## Document
+++++
Permettez-moi, madame la ministre, de vous rappeler, à cet égard, que ce même article 43 prescrit l'établissement et la remise au président du conseil général d'un rapport annuel sur le développement économique de Mayotte. Or, sauf erreur de ma part, ce rapport n'a pas été déposé : il serait bon que, dans les prochaines années, ce document de synthèse soit établi et diffusé avant le vote du budget.
Quoi qu'il en soit, j'observe que Mayotte a beaucoup souffert, au cours des récentes années, de diverses mesures de suspension, de réductions ou d'annulations de crédits qui ont été justifiées par des contraintes ou des difficultés budgétaires. Si chacun doit, certes, prendre sa part des mesures de restriction imposées à tous, il serait cependant souhaitable, ces décisions étant d'application indifférenciée ou uniforme, que des priorités soient mieux affirmées pour ne pas priver l'exigence de « mise à niveau » de toute signification.
+++++
## Extraits de données
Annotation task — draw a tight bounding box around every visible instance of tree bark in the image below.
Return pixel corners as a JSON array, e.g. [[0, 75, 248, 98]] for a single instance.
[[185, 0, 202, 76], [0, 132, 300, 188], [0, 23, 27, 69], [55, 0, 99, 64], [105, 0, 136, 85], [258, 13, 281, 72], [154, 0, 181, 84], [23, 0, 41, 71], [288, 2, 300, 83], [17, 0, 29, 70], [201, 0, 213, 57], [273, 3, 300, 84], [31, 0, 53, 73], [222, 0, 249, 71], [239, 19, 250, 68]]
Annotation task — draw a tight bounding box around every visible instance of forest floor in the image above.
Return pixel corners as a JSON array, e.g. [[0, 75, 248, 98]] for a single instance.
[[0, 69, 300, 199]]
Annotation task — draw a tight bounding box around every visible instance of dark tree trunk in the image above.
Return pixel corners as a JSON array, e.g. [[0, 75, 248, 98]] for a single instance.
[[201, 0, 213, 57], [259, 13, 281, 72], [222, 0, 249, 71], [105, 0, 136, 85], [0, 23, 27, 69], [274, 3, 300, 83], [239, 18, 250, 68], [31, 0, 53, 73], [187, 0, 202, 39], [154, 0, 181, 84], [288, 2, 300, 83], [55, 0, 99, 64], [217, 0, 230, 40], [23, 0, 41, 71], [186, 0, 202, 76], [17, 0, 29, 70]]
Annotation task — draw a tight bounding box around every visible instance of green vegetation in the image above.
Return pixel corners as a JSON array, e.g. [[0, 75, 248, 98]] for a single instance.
+++++
## Consignes
1) D'après le document, à qui l'article 43 prévoit-il de remettre le rapport annuel sur le développement économique de Mayotte ?
2) Citez intégralement le passage du document qui va de « Permettez-moi, madame la » jusqu'à « vote du budget. ».

## Solutions proposées
1) Au président du conseil général.

2)
Permettez-moi, madame la ministre, de vous rappeler, à cet égard, que ce même article 43 prescrit l'établissement et la remise au président du conseil général d'un rapport annuel sur le développement économique de Mayotte. Or, sauf erreur de ma part, ce rapport n'a pas été déposé : il serait bon que, dans les prochaines années, ce document de synthèse soit établi et diffusé avant le vote du budget.